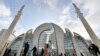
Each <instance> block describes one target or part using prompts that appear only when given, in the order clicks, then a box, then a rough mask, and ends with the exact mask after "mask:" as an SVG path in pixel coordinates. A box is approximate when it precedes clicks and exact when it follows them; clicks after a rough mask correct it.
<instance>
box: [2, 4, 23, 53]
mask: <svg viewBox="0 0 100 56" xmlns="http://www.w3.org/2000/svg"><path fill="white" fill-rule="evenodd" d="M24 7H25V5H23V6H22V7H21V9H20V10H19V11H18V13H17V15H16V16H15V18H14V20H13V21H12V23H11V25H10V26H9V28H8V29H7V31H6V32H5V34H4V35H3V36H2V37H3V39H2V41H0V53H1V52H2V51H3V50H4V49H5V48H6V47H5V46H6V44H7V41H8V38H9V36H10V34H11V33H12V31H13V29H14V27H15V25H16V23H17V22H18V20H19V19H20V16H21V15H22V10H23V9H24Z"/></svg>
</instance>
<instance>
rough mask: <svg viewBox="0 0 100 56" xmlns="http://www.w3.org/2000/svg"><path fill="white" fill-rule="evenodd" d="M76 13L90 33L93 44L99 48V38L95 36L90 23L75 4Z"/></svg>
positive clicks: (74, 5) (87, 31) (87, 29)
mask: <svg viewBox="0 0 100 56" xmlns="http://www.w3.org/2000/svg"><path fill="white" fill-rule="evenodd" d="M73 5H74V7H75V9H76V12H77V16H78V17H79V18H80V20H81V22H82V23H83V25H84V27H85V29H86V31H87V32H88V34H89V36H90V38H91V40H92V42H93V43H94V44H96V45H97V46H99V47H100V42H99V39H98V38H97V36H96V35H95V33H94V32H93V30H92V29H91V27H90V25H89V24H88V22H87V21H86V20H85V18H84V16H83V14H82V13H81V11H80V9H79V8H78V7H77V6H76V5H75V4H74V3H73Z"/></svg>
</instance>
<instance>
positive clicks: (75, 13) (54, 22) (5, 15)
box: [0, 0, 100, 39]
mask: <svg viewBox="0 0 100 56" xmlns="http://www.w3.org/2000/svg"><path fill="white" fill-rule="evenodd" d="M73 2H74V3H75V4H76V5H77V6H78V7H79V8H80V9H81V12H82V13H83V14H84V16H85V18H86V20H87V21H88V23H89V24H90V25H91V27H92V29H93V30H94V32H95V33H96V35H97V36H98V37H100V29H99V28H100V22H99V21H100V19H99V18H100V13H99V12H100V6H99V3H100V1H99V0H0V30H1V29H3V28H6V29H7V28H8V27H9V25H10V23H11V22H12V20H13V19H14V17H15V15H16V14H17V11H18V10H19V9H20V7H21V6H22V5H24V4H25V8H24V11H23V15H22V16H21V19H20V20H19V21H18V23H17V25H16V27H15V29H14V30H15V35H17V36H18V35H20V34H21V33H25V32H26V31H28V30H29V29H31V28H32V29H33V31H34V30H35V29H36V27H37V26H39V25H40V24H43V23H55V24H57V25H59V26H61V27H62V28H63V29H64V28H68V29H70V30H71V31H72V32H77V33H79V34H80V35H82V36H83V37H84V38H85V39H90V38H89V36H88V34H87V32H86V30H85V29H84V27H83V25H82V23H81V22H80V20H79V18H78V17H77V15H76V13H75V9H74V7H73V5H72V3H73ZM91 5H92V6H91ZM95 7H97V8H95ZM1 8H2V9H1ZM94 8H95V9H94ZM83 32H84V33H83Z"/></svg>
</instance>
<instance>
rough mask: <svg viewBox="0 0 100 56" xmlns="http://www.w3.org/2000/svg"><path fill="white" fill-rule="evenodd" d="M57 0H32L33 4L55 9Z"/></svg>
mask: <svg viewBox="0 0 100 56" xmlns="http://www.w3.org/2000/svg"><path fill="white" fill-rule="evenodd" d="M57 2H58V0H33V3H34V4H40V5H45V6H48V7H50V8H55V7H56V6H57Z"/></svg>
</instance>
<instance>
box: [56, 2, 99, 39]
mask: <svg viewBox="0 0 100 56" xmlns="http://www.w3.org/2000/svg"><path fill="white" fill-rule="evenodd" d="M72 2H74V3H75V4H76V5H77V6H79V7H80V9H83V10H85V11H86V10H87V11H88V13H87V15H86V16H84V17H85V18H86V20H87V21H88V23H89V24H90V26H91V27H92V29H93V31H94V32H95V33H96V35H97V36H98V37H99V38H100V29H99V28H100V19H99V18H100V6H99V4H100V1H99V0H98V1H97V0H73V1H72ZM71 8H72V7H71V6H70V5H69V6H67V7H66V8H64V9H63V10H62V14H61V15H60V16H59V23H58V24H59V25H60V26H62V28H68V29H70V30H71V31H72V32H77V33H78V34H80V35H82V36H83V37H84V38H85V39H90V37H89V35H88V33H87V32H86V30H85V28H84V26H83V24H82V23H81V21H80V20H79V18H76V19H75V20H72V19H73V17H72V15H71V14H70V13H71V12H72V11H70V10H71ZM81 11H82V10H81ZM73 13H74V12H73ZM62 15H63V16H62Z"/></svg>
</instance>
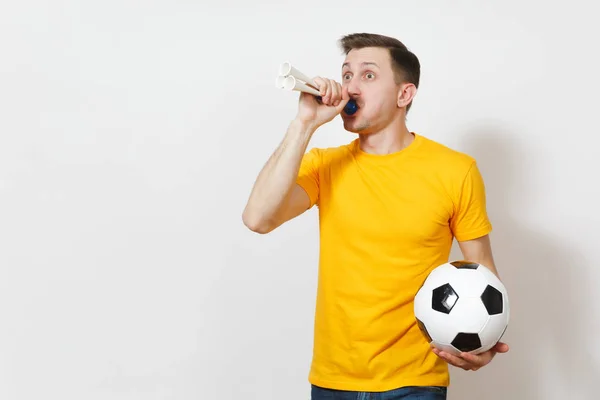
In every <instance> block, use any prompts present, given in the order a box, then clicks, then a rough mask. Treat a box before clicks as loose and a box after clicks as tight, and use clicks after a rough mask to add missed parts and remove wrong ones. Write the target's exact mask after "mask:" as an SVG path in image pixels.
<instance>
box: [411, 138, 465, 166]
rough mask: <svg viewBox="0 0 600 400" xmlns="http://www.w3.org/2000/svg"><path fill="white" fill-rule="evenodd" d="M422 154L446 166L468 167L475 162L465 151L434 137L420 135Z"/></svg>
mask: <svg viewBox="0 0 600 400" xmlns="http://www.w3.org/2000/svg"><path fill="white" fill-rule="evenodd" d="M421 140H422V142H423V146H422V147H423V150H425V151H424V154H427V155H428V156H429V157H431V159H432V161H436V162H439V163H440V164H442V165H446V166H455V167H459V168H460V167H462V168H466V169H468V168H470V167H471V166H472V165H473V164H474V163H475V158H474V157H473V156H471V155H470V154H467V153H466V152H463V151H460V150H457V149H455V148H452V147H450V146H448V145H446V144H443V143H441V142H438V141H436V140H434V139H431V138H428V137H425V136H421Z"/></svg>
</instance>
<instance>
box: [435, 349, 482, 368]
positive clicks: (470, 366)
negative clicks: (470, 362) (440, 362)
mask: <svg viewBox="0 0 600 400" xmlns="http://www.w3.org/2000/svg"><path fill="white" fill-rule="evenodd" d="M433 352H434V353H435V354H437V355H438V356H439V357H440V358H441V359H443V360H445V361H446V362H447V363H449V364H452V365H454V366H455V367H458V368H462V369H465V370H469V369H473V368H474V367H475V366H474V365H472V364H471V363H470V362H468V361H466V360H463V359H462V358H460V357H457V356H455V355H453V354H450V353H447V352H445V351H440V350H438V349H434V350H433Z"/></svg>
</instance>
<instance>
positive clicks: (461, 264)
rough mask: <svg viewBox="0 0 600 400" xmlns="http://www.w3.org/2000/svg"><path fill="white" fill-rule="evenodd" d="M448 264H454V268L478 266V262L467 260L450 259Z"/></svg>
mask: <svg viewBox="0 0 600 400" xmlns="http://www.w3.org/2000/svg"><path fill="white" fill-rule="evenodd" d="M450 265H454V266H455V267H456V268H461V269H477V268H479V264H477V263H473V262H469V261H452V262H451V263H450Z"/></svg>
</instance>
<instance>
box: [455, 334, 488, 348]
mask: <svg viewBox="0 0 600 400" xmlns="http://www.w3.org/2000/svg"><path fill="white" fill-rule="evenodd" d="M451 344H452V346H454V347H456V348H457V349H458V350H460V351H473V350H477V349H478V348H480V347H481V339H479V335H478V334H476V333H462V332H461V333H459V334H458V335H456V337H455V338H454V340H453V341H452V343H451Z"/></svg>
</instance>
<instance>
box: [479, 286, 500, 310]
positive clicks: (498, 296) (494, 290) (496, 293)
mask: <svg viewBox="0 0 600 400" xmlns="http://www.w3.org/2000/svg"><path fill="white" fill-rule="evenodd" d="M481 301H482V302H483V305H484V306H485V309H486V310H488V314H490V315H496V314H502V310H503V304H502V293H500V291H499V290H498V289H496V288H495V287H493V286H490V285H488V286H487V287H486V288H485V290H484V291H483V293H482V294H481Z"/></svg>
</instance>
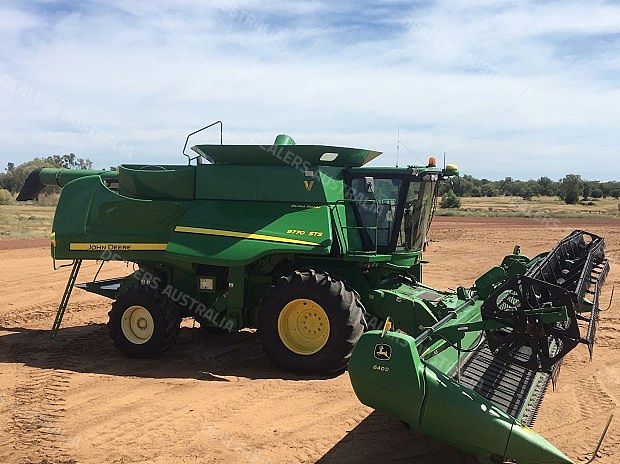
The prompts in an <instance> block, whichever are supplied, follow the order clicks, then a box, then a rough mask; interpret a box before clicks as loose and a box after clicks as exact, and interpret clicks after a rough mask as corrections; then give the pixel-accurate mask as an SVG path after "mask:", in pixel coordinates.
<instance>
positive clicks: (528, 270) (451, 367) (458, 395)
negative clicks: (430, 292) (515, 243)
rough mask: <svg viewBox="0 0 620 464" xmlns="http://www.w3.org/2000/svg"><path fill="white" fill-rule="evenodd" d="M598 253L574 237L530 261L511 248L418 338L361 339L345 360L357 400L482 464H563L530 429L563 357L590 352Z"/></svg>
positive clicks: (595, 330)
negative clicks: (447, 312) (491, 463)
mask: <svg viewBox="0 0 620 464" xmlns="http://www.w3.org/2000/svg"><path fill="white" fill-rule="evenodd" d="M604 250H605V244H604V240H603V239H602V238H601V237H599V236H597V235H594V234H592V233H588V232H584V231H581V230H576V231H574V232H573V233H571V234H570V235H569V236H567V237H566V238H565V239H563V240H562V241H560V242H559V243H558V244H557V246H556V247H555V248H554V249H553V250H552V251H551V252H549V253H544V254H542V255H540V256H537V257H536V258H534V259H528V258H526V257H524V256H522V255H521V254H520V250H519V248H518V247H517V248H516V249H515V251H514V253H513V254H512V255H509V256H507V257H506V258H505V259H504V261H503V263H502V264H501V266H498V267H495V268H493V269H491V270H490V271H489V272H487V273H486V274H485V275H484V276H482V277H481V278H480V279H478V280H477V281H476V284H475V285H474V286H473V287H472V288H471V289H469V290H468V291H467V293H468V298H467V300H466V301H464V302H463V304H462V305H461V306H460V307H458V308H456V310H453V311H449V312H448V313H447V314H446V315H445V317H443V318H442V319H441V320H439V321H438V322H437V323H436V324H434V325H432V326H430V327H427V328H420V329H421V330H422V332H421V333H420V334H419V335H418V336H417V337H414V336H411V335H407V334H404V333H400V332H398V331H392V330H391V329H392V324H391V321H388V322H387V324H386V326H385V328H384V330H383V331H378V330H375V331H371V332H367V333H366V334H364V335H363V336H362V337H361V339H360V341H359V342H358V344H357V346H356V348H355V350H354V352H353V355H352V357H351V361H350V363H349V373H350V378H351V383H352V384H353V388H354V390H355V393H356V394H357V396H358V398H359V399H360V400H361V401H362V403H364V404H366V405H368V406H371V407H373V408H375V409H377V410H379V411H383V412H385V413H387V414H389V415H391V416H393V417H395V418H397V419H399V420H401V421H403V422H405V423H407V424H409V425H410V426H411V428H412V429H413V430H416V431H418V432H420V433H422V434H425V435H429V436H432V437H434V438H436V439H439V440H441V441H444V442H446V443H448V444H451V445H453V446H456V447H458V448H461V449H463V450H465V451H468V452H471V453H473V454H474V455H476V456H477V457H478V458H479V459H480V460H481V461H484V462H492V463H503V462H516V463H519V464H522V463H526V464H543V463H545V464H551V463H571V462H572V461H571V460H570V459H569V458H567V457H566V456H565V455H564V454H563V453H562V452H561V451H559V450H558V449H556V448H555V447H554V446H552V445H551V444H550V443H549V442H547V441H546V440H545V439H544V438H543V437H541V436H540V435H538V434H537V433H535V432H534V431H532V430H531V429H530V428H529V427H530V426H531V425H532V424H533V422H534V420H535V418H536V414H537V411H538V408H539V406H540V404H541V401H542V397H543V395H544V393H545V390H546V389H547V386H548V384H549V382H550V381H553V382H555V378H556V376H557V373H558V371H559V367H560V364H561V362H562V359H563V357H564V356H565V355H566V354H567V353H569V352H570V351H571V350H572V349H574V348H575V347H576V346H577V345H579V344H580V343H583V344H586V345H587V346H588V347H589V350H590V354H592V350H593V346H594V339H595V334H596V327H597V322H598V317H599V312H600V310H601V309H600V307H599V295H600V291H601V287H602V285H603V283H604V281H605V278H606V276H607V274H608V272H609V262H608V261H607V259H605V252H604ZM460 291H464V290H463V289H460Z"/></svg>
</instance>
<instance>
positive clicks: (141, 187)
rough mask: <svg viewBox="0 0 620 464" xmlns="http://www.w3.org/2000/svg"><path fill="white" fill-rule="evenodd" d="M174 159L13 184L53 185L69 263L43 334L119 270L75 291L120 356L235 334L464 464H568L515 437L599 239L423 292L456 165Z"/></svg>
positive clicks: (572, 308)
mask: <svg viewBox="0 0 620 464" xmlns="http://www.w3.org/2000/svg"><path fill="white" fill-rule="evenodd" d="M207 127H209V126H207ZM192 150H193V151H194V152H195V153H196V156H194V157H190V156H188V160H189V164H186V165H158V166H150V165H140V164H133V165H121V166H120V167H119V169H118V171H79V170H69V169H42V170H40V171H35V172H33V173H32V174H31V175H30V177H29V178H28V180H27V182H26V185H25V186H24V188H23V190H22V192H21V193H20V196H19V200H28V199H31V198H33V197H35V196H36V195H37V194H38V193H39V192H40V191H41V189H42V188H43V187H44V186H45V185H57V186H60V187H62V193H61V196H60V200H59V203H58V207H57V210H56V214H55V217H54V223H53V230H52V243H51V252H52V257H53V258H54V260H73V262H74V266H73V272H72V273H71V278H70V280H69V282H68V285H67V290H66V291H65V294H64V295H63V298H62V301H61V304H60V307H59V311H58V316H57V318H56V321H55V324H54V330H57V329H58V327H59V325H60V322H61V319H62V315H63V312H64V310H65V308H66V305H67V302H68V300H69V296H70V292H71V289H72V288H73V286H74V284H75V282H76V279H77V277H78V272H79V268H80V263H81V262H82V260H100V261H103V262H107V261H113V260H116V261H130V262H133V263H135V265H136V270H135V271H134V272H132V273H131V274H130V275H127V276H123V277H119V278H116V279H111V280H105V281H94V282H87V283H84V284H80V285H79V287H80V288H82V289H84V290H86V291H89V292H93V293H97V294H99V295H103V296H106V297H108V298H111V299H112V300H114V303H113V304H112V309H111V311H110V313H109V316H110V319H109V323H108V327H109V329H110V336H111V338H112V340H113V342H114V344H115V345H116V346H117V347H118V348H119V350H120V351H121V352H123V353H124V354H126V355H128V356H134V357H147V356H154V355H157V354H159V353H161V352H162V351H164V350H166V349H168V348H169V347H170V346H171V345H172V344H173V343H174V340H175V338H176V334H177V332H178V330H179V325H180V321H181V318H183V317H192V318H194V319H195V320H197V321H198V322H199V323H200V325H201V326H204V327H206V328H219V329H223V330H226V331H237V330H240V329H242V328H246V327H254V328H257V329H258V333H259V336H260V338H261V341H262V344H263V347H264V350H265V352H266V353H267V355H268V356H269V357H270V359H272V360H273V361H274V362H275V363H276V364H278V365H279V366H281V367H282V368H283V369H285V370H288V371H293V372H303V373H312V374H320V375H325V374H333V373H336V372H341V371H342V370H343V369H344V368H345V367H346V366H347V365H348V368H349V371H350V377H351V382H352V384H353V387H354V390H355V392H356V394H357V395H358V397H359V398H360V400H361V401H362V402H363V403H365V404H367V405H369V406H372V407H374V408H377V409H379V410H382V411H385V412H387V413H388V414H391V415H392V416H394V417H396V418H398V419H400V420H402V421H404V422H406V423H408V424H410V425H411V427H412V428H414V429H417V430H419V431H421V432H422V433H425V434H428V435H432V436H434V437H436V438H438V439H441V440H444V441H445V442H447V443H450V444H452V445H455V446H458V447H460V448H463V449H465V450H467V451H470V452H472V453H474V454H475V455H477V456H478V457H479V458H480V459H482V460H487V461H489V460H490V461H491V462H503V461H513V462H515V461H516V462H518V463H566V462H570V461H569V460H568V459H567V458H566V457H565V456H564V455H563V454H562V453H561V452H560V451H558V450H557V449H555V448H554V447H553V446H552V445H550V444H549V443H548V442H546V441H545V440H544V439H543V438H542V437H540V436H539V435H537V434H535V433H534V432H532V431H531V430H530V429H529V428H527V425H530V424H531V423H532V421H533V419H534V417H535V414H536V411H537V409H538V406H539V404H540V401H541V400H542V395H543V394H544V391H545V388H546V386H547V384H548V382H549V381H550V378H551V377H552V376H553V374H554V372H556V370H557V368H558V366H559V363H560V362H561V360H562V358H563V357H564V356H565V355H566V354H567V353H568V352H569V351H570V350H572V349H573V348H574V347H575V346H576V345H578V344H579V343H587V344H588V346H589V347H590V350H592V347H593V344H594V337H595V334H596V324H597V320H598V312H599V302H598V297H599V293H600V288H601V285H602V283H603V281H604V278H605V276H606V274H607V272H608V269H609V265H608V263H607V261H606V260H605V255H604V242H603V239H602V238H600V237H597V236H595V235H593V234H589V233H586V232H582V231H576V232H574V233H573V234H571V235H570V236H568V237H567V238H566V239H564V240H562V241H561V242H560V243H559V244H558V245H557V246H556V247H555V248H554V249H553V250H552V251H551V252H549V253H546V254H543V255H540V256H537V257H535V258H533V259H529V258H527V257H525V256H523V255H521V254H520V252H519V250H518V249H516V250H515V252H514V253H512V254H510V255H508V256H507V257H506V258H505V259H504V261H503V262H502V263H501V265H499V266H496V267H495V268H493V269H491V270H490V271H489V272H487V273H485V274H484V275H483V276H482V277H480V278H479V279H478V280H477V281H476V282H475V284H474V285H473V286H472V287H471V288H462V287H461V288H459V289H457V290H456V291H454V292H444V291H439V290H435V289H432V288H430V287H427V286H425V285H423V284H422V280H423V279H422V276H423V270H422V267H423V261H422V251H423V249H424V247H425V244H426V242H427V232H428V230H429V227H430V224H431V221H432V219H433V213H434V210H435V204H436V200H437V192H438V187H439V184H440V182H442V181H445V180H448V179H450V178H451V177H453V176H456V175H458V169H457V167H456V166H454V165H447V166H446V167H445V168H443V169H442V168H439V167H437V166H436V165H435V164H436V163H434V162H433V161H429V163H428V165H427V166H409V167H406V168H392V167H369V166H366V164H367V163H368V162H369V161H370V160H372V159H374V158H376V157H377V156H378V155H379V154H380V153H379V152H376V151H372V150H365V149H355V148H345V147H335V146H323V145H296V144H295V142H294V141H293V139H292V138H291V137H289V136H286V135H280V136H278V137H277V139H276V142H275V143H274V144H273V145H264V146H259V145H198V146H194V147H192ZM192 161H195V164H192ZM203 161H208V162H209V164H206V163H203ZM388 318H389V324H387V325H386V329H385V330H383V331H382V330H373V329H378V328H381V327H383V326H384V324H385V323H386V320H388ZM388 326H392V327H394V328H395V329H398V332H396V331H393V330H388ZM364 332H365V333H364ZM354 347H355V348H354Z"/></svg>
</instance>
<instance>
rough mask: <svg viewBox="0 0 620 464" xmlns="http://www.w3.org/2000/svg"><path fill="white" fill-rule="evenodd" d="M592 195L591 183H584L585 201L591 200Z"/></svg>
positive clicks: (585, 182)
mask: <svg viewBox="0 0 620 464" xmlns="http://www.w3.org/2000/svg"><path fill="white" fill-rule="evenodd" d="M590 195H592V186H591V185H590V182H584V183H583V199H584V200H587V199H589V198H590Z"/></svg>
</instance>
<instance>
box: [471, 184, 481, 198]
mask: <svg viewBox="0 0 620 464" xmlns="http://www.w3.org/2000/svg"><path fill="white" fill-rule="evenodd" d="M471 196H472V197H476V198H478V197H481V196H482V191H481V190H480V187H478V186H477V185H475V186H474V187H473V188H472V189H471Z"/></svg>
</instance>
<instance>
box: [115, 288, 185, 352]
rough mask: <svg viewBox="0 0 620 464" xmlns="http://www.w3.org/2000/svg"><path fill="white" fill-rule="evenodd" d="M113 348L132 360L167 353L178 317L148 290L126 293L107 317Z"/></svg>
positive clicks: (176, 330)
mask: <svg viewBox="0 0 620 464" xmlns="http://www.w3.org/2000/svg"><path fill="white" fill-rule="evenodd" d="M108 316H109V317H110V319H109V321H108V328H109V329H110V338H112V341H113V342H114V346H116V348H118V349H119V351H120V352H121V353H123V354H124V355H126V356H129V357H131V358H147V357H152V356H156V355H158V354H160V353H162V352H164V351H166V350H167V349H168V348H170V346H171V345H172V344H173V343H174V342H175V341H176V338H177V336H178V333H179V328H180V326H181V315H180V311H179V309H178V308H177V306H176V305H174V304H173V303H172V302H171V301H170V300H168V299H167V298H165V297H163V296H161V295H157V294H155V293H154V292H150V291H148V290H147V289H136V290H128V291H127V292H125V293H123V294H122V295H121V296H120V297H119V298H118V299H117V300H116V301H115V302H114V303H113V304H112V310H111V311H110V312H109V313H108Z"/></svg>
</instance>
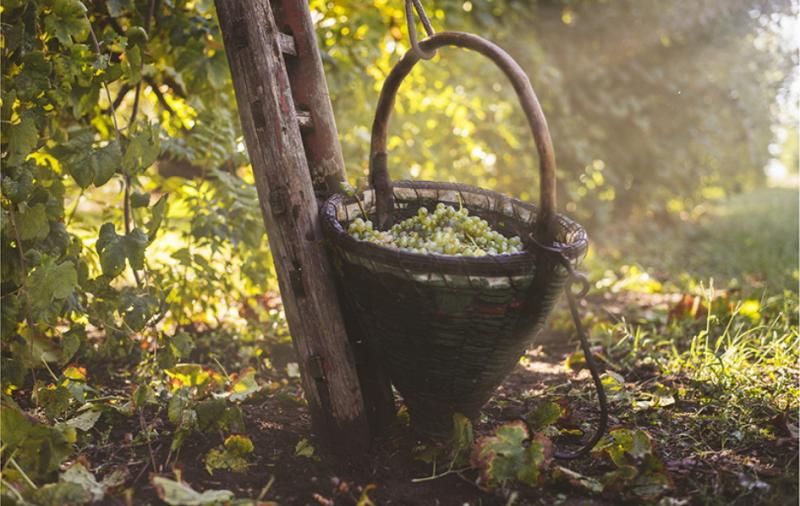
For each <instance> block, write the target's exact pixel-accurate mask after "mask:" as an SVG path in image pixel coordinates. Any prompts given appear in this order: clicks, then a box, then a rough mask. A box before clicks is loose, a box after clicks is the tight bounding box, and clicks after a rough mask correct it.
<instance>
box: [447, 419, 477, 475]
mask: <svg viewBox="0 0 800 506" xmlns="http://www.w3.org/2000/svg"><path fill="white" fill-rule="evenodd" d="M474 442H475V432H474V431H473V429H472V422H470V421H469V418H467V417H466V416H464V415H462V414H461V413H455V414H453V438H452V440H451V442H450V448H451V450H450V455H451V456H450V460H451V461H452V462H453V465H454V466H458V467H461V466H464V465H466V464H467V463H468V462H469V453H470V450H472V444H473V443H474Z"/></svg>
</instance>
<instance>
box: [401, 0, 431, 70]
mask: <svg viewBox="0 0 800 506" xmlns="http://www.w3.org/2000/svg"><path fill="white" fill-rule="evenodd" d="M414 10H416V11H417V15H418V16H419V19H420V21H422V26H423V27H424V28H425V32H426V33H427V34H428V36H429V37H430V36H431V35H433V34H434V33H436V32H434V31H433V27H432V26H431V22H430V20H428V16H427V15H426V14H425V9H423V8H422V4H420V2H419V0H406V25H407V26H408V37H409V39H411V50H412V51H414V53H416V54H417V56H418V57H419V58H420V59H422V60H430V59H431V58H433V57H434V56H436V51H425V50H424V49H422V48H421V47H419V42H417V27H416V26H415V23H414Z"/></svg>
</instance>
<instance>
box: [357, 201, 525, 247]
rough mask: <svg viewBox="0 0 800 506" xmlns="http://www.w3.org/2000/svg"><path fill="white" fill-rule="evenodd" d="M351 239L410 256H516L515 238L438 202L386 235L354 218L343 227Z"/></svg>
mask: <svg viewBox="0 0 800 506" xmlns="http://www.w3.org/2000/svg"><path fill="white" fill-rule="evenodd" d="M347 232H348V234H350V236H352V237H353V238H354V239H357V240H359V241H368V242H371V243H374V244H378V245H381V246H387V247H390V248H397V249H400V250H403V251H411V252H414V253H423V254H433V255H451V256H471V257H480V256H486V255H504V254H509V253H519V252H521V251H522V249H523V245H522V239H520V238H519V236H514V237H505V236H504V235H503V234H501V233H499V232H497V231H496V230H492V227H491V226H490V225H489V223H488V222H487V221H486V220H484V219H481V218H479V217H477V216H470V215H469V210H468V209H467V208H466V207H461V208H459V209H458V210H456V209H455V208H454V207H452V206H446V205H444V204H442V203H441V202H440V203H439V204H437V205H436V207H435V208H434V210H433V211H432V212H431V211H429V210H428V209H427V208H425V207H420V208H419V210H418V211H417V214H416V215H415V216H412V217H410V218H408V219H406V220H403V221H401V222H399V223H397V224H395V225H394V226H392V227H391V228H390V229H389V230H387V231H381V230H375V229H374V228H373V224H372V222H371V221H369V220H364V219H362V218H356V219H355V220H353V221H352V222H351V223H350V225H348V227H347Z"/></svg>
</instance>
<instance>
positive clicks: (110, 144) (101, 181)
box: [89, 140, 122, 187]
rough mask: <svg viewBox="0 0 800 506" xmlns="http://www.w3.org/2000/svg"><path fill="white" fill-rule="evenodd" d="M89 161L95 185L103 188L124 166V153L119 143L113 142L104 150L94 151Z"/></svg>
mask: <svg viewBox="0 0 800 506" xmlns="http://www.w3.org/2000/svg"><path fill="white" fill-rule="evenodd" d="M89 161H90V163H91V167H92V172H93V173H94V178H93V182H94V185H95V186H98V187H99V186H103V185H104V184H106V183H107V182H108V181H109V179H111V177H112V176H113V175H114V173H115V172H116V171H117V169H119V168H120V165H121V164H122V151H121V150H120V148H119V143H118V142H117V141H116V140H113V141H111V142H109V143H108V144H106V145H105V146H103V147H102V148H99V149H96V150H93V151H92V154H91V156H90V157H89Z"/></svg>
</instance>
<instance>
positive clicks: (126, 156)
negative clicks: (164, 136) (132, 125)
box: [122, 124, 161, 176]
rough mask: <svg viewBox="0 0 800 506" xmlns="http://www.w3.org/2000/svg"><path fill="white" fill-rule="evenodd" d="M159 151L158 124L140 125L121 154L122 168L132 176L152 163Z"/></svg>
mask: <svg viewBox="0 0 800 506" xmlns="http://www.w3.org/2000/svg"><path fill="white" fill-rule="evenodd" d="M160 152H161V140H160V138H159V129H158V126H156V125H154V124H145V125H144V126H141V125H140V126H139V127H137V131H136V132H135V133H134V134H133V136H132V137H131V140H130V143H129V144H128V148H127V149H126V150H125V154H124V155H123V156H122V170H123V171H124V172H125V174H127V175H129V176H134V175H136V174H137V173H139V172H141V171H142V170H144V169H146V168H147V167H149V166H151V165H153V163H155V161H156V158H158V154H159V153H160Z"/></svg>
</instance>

────

◆ YOUR ASSIGNMENT ◆
In the entries above, find each line containing the string "order" and copy it.

◆ RESPONSE ◆
Each <instance> block describes one target or part using prompts that appear only when given, in the order clicks, then a box, then a rough mask, and ends with the exact mask after "mask:" as an SVG path in pixel coordinates. A box is approximate when it precedes clicks and exact when it follows them; clicks after a rough mask correct it.
In every <instance> block, use any prompts present, given in the order a box, then clicks, then a rough mask. Treat a box before clicks as loose and a box after clicks as tight, and use clicks after a rough mask to add missed parts and remove wrong ones. Write the target's exact mask after "mask:" as an SVG path in image pixels.
The prompts in an <instance> block, whichever are supplied, follow the order clicks, then a box, then a rough mask; interpret a box before clicks as loose and a box after clicks as exact, and interpret clicks after a rough mask as corrections; then give the pixel-accurate mask as an SVG path after "mask:", in pixel coordinates.
For each <instance> block, write the target's exact pixel-accurate mask after "mask:" as an SVG path in image pixel coordinates. Any prompts given appear in this order: clicks, then a box, then a rough mask. A box before clicks is loose, a box after clicks is the tight bounding box, and clicks after a rough mask correct it.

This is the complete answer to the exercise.